- Position annotation records:
------------------------------

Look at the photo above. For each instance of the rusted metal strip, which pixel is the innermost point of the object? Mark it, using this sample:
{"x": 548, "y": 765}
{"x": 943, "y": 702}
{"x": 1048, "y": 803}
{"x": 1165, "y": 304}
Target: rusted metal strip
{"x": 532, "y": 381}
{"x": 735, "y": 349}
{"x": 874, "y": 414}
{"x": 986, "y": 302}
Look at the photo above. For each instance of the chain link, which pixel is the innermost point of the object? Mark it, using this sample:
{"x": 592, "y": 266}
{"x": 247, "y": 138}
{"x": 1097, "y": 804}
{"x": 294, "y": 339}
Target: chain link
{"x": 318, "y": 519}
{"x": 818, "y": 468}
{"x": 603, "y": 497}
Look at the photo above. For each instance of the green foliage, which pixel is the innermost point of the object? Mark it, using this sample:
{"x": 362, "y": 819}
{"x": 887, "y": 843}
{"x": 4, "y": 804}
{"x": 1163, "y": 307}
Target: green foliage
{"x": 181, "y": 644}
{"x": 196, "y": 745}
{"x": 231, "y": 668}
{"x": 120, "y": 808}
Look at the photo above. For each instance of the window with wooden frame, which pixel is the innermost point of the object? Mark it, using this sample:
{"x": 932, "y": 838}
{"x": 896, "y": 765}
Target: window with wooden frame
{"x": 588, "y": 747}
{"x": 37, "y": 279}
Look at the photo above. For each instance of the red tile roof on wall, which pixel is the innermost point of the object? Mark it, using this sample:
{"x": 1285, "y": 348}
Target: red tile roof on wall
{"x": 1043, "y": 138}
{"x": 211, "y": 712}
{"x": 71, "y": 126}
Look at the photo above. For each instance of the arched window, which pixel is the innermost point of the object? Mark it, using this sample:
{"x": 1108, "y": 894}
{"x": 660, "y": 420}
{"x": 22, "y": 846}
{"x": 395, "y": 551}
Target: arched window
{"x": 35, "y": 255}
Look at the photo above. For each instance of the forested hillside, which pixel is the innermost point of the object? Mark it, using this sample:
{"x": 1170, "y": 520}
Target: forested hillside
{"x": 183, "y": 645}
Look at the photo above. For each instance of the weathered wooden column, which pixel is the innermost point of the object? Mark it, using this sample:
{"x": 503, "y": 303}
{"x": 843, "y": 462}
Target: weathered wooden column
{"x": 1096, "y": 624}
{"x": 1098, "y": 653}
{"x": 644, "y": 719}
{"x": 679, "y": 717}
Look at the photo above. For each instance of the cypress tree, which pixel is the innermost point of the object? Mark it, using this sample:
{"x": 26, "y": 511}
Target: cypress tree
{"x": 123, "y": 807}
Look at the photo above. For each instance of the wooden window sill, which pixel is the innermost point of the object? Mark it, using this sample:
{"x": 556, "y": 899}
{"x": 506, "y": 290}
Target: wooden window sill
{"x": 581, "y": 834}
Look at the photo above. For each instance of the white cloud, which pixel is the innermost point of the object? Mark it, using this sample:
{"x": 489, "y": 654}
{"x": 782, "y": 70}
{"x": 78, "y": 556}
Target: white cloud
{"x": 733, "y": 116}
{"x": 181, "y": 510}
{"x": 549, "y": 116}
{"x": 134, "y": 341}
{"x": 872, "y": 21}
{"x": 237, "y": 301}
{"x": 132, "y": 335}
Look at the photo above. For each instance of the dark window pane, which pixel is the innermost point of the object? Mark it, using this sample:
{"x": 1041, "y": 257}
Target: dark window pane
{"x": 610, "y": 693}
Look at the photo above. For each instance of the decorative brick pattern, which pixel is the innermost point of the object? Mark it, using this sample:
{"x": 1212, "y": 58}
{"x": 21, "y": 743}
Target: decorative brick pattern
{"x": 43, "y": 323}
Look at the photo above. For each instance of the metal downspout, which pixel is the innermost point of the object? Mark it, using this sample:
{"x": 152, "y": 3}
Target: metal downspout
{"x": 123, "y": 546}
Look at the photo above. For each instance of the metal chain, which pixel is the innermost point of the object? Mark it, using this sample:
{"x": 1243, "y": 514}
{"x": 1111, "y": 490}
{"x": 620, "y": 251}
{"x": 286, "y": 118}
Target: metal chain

------------------------------

Rewrite the stretch of the data from the line containing "metal downspout, which" through the end of the data, both ends included. Keep every request and its sample lines as they are, but rescale the coordinates in the answers by multiplying each by 1.5 and rounding to whole numbers, with halves rounded up.

Look at the photo above. For each instance of the metal downspout, which pixel is the innermost point of the object? Mark it, using this sample:
{"x": 152, "y": 3}
Target: metal downspout
{"x": 185, "y": 819}
Look at the photo above. For each instance of the metal chain, which pixel is the innermost point of the object? Mark it, using this sample:
{"x": 1243, "y": 514}
{"x": 1111, "y": 490}
{"x": 620, "y": 251}
{"x": 286, "y": 118}
Target: metal chain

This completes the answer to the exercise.